Grand Prix
La televisión ha cambiado nuestras vidas, qué duda cabe. En la sala de prensa del paddock, los periodistas siguen atentos el gran premio de motociclismo por los monitores. Tras la cristalera que da a la recta de tribuna pasan como un suspiro las balas de colores, pero ellos siguen atentos a las pantallas. Saben que el ojo humano, por muy profesional que se pretenda, nunca puede cazar detalles como los que va a proporcionar el Gran Hermano: ese adelantamiento al límite, ese pique entre dos ases, ese extraño de la moto que acaba, o no, en caída. Los informadores sólo abandonan sus pupitres cuando se da la salida, actitud que parece tener más de homenaje a la vieja profesión que de gesto realmente útil, pues tras la estampida es imposible distinguir quién se ha colocado primero.
Un gran premio se parece poco a un Grand Prix: el primero lo dan por la 'tele', el segundo sólo puede vivirse oliendo gasolina
Sí, el gran premio pertenece a la televisión. Pero el Grand Prix, en directo, sigue siendo cosa de moteros. Gente rara, ya se sabe. Gente que a primera hora de la mañana mira al cielo para adivinar si va a llover, pone en marcha su hierro más o menos poderoso, se pone el casco y se lanza a la autopista, en dirección a Mollet. Curiosamente, en el peaje nadie cobra a las motos. Será que los empleados se han hartado de intentarlo sin ningún éxito cada vez que hay carreras en Montmeló. Gente indisciplinada y gregaria, los moteros: cuando se juntan los domingos les da por sentirse adolescentes aunque pasen de los sesenta.

→ **Datos proporcionados**
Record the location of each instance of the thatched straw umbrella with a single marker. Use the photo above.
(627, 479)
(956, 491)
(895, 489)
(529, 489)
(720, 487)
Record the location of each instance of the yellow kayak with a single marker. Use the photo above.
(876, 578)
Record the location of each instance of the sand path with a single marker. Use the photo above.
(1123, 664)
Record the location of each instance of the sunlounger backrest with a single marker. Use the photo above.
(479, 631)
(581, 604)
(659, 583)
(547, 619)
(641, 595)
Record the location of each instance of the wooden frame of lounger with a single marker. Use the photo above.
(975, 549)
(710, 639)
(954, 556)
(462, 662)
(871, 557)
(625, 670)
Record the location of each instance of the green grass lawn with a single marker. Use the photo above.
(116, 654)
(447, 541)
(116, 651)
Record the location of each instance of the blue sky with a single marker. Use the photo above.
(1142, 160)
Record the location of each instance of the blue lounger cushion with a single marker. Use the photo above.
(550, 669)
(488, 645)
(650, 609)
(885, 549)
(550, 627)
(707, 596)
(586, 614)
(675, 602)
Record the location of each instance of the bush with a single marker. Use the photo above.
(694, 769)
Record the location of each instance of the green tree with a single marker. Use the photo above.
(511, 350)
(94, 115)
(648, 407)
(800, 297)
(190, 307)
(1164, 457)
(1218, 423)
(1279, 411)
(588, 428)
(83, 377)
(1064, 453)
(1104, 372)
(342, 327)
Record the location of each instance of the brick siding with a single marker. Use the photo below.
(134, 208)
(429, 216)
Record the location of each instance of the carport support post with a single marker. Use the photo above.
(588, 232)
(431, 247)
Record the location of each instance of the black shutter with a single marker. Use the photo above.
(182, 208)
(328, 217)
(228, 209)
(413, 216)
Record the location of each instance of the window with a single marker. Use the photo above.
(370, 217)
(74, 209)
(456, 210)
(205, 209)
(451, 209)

→ **Tu objetivo**
Responde estas preguntas sobre el texto del Grand Prix:
(a) ¿En qué momento abandonan los periodistas sus pupitres?
(b) ¿Hacia qué localidad se lanzan los moteros por la autopista?
(c) ¿Qué pasa con las motos en el peaje?

→ **Tarea resuelta**
(a) Cuando se da la salida.
(b) Hacia Mollet.
(c) Nadie les cobra.